The problem: Search the entries below. Return every line that has "loose" in it.

Extracted information:
━━━━━━━━━━━━━━━━

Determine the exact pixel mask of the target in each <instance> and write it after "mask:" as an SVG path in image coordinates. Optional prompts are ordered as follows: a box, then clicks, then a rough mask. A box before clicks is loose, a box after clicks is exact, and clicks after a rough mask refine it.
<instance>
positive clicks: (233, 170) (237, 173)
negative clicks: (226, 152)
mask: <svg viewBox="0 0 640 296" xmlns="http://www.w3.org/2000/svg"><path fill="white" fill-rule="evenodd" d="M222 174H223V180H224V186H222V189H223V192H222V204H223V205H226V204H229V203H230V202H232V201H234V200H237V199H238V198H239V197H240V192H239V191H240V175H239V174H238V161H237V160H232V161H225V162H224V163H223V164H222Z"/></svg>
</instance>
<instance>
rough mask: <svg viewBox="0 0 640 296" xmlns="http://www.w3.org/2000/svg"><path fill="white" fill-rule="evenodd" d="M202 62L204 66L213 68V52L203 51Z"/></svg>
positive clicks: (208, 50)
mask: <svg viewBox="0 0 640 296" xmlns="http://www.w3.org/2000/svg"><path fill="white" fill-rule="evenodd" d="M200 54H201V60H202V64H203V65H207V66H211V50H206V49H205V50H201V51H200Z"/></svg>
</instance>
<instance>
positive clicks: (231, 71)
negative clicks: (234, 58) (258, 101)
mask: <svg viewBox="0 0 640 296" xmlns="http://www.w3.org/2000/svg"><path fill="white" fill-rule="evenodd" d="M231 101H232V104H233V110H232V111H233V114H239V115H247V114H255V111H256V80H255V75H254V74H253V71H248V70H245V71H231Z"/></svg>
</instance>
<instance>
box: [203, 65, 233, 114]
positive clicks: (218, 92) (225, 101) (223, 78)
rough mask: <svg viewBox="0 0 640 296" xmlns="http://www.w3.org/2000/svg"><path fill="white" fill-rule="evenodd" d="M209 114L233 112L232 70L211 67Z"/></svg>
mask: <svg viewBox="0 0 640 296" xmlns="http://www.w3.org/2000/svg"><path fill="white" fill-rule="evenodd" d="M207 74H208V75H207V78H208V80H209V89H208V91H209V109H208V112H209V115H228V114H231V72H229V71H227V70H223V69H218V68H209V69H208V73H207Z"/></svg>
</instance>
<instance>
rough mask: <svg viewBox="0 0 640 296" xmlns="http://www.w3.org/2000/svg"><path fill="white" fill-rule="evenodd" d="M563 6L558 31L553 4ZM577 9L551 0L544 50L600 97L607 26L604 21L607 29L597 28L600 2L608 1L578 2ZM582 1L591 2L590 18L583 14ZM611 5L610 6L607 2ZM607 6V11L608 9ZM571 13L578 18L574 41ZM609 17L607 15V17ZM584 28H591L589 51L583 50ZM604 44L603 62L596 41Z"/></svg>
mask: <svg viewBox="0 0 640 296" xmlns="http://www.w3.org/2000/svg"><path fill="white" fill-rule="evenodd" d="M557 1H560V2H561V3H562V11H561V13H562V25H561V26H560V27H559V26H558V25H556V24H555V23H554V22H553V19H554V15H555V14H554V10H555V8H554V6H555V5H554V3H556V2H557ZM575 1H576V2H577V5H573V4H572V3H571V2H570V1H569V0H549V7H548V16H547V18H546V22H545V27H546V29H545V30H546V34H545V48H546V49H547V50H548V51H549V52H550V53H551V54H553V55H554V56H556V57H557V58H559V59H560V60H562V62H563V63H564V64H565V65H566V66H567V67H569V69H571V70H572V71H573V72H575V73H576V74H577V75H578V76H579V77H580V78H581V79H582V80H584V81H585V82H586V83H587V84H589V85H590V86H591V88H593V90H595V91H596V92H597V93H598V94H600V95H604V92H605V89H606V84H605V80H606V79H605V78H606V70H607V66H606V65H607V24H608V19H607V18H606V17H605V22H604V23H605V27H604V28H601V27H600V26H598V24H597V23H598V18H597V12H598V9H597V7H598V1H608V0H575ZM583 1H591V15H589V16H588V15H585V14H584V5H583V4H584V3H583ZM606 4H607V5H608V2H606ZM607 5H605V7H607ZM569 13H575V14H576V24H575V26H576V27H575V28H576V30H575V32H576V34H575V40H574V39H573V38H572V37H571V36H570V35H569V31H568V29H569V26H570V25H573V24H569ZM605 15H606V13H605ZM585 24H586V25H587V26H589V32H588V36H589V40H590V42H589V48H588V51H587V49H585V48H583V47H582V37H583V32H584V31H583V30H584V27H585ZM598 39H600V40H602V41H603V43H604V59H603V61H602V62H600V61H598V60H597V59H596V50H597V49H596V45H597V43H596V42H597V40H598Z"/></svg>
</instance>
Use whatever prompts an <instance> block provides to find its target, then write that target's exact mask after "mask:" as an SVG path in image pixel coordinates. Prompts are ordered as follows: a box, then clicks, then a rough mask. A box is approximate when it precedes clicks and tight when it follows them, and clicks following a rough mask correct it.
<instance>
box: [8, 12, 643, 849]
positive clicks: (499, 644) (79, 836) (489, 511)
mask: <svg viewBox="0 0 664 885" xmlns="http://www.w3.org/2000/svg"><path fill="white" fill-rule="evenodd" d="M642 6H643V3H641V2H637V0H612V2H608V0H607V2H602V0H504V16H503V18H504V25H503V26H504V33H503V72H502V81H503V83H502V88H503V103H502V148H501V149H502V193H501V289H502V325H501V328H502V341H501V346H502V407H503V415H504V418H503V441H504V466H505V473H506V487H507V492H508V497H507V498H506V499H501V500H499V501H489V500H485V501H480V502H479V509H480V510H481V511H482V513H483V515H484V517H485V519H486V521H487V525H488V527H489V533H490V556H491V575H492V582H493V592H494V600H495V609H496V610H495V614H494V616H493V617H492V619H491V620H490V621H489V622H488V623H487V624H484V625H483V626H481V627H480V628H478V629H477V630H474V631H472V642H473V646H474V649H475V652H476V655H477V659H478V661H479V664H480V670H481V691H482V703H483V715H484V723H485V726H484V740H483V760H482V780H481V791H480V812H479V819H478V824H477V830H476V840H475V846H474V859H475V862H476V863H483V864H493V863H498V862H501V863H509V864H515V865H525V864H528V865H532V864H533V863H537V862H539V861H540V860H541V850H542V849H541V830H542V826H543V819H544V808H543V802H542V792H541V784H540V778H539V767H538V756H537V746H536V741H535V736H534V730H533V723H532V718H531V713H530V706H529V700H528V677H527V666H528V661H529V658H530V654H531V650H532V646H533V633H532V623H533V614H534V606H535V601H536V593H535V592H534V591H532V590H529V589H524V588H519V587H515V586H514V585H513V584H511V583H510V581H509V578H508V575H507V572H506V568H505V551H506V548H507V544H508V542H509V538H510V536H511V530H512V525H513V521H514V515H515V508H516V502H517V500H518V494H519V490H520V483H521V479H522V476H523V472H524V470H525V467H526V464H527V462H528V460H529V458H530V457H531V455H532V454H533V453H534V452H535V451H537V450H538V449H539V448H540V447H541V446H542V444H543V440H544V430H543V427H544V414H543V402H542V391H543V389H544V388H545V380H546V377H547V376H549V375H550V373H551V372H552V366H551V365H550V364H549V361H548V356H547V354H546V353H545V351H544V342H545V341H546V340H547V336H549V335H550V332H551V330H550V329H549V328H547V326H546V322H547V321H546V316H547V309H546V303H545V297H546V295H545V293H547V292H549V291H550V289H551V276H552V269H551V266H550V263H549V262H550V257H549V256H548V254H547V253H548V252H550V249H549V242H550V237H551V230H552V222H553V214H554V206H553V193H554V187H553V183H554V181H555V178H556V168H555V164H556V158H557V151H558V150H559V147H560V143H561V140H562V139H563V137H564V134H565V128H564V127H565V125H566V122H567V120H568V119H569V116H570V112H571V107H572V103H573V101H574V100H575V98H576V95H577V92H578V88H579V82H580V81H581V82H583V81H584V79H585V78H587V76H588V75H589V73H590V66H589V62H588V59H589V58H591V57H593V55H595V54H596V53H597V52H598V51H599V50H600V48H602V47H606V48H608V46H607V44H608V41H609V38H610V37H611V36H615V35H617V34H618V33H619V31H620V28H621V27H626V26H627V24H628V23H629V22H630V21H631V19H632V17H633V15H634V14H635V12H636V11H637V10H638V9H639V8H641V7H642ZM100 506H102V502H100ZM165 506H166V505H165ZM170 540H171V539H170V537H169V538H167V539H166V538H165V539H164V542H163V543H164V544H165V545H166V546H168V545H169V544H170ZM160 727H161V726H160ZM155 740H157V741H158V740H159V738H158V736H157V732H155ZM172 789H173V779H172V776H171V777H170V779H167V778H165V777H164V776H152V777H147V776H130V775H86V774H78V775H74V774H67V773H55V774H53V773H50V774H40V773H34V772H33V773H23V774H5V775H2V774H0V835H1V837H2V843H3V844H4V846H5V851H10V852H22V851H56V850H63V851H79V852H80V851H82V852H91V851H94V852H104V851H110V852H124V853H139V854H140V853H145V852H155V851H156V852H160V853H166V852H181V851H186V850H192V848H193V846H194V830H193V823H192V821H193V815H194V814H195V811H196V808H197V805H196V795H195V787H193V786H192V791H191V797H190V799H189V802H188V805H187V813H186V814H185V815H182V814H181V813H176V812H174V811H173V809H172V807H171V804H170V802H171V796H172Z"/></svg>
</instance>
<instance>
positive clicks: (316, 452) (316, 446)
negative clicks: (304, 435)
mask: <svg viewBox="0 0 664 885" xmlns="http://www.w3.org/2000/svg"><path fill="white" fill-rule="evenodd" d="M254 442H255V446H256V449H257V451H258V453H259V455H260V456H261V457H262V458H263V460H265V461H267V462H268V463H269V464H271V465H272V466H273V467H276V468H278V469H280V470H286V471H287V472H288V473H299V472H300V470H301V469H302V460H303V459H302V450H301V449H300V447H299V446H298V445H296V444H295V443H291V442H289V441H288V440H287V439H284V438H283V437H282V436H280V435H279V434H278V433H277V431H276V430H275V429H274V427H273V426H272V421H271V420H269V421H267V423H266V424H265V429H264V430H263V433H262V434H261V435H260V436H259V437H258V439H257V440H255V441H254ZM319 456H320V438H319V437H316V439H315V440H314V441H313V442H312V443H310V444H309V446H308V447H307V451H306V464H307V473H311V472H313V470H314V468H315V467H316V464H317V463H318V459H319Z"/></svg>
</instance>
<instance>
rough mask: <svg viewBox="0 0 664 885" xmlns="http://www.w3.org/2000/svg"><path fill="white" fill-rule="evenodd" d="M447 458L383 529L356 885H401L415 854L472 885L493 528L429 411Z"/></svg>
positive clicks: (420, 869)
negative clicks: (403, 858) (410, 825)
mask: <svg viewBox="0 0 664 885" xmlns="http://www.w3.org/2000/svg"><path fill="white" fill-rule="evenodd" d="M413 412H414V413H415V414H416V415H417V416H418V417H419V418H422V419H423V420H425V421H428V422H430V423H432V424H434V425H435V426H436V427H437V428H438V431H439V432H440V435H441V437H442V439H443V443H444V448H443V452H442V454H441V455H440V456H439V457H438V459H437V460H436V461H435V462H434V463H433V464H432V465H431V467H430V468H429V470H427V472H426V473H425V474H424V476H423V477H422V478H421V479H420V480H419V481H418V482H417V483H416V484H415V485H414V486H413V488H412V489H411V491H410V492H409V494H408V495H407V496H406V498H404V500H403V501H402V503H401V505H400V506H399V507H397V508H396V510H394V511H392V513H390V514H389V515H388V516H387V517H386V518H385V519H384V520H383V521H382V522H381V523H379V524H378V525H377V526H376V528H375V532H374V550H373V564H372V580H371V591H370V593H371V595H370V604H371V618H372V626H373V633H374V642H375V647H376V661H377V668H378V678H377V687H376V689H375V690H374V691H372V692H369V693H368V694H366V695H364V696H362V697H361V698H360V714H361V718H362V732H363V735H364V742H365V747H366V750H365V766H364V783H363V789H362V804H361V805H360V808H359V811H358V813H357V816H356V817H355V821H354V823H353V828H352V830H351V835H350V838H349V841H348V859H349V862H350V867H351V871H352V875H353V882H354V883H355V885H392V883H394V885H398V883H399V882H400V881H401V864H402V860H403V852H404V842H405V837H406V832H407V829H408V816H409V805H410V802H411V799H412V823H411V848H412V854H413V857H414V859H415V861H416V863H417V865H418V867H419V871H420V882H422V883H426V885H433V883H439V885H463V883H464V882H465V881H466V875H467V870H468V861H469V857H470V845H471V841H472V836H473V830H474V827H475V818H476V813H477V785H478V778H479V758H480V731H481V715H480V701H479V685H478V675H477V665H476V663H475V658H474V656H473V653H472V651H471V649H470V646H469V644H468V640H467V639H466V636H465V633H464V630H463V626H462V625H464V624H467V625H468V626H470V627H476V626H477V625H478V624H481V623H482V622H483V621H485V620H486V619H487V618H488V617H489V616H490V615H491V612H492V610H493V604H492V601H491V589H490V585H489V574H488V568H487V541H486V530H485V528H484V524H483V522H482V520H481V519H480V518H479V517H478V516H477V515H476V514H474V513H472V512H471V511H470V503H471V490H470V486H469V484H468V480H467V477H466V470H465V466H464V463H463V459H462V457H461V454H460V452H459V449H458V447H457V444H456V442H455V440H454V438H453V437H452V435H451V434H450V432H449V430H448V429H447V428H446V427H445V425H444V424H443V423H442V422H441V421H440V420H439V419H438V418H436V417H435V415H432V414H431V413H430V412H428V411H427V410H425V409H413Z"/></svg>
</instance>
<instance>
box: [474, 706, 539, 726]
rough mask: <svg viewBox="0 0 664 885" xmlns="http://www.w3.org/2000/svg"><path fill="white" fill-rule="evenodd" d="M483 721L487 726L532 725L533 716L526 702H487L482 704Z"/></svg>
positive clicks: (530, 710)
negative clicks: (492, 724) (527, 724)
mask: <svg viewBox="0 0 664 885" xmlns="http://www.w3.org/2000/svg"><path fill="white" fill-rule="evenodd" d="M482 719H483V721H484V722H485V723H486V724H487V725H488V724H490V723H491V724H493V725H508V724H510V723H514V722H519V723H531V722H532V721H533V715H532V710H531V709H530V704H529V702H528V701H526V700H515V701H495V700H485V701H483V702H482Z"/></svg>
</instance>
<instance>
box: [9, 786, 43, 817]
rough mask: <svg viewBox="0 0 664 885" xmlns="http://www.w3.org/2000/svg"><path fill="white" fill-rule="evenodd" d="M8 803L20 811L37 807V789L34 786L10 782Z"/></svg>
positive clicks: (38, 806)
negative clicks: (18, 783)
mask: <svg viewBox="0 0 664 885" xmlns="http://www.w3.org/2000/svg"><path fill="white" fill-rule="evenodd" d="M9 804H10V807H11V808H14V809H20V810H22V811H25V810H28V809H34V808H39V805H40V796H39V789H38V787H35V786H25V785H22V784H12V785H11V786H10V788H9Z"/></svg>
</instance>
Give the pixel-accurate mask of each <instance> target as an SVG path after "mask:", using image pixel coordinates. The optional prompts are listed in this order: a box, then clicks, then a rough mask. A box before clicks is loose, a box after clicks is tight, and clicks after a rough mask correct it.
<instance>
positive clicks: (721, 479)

━━━━━━━━━━━━━━━━

Task answer:
Determine the exact pixel mask of the target in each <instance> and write it after "mask:" as an SVG path in image coordinates. Optional prompts are ordered as follows: a box, then clicks, then a rough mask. A box before clicks is loose, a box after clicks is exact, and clicks after a rough mask refine it.
Give the pixel-accurate mask of each <instance> target as an SVG path after "mask:", using image pixel coordinates. The optional prompts are listed in this order: a box, then clicks, then a rough mask. A box before clicks is loose, a box after clicks is tight, and clicks after a rough mask correct it.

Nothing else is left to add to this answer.